→ DOCUMENT SECTION:
— begin —
Glossary

A note on notation

Throughout the glossary and the docs, you may see notation for file and folder paths that include dollar signs $. Whatever comes after this symbol is intended to be a dynamic variable, e.g. $project_folder will be replaced with the actual folder path for your project.

DAG

The output of this package is a Directional Acyclic Graph (DAG) consisting of nodes and edges as NetworkX MultiDiGraph object. Nodes can be Runnables or Variables, and edges are the connections between nodes.

index.toml

Recommended to be located at $project_folder/src/$project_name/index.toml. This file contains all of the file paths to all of the files that comprise this package. For maximum flexibility, the only requirement as to the structure of this file is that it consist only of dictionaries (with any degree of nesting for organizational purposes), where each key is a user-defined string, and the values are either a subdictionary, or a file path. No other strings, no numbers, or lists are allowed outside of dictionaries. Relative file paths are preferred for portability. They are relative to the $project_folder/src/$project_name directory, as that is the root directory when the package is installed. Absolute file paths should be used only when needed to access files outside of the project folder.

pyproject.toml

Recommended to be located at the root of your project folder, pyproject.toml is a type of text file that is Python's default way of providing the metadata needed to share Python packages. This is the only Python-standard .toml file, the rest are custom-defined in this package for the purposes of compiling a DAG from a TOML-based modular package format.

Variable

Variables are defined within the Runnables where they are used, they do not have their own sections of a TOML file. Variables can be specified as inputs or outputs, and are the primary way that data flows between Runnables.

A Variable node in the DAG is an input Variable if its successor is a Runnable, and an output Variable if its predecessor is a Runnable. Input Variables can be any of several types: hard-coded, loading a file, specifying a data object's name or file path, or even unspecified. Output variables do not have these delineations - they are all simply "outputs".
— end —
→ STATED TASK: Can you write the next part of the glossary above, picking up after the last sentence of its Variable entry?

→ RECORDS SUPPLIED:
— begin —
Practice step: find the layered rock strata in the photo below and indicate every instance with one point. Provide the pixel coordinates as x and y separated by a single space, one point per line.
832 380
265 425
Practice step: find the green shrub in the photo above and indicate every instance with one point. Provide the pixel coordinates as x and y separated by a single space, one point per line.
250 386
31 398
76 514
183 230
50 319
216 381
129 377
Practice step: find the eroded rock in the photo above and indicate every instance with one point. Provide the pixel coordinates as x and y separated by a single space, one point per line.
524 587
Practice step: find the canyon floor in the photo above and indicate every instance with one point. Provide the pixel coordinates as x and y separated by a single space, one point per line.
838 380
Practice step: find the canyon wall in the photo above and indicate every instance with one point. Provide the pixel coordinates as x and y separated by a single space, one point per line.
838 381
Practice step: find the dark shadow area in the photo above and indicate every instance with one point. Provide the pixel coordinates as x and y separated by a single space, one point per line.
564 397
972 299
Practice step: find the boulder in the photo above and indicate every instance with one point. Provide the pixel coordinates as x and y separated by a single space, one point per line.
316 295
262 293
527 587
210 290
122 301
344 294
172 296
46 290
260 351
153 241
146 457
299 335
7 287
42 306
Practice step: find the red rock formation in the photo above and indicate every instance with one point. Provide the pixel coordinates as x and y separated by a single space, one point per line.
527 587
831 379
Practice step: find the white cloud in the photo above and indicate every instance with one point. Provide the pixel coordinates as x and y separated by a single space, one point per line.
— end —
→ WRITTEN ANSWER:
Runnable

"Runnable" is an umbrella term for any node type that is not a Variable, and executes code. The default Runnable types are Process, Plot, PlotComponent, and Summary (in development). There are different types of Runnables because they each require different attributes to function, though some attributes are mandatory and shared between all Runnable types.

Runnable: Process

The most common type of Runnable. Takes in data, processes it by executing the associated code, and outputs data.

Runnable: Plot

Runnable that visualizes data. Takes in data and metadata about the Plot, Axes, and PlotComponent to construct and save the plot.

Info

Plots themselves do not have code associated with them, and so do not have an execproperty. However, PlotComponents do.

Runnable: PlotComponent

Todo

Used by Plot-type Runnables to define a single layer of the plot. Executes the plotting functions, while Plot Runnables themselves do not.

Runnable: Summary

Todo

Responsible for summarizing the data so it can be entered into statistical analysis.

Bridges

The mechanism to connect Runnables in different packages. Using similar syntax as in the package's TOML files, the separation of the bridge file allows for the separation of concerns between the package's internal structure and its external connections. This means that a package can be written to reference variables from other packages without knowing anything about those other packages. For more information, see the Bridging page.